### Work task
Return the stretch of the Green Wave parrot tulip page from "A sport of the" through "5500 tulip varieties.", copied word for word.
___ Provided text
Parrot Tulip, Green Wave

    • 45 $
    • 45 $

Quick Overview


A sport of the legendary Greenland, blossoms are mauve-pink with green flames and a white base. One of the latest blooming of all tulips. HZ: 4-7 14” Late-season

Parrot Tulip, Green Wave

No other flower captures the magic of spring like the Tulip. Wild tulips are indigenous to the parts of the Middle East once occupied by the Ottoman Empire and to Siberia. Sometime between 1100 AD and 1300 AD, the Persians began to cultivate the wild bulbs. Under cultivation, the small, vividly colored flowers were transformed into stately specimens with blossoms in all the striking colors of the rainbow. It was the Dutch that introduced the Europeans to the tulip in 1562. In that year, a Dutch nurseryman established the first tulip nursery. Today, according to The International Register published by The Royal General Bulbgrowers’ Association in the Netherlands, there are more than 5500 tulip varieties.
______
___ Entries shown
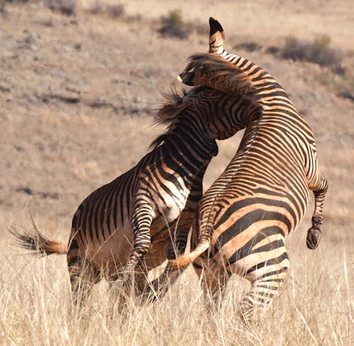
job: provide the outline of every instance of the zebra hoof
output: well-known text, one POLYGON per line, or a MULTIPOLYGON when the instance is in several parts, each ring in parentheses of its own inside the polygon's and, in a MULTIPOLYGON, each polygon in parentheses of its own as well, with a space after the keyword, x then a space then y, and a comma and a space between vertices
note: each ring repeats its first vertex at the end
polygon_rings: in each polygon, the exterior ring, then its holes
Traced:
______
### Solution
A sport of the legendary Greenland, blossoms are mauve-pink with green flames and a white base. One of the latest blooming of all tulips. HZ: 4-7 14” Late-season

Parrot Tulip, Green Wave

No other flower captures the magic of spring like the Tulip. Wild tulips are indigenous to the parts of the Middle East once occupied by the Ottoman Empire and to Siberia. Sometime between 1100 AD and 1300 AD, the Persians began to cultivate the wild bulbs. Under cultivation, the small, vividly colored flowers were transformed into stately specimens with blossoms in all the striking colors of the rainbow. It was the Dutch that introduced the Europeans to the tulip in 1562. In that year, a Dutch nurseryman established the first tulip nursery. Today, according to The International Register published by The Royal General Bulbgrowers’ Association in the Netherlands, there are more than 5500 tulip varieties.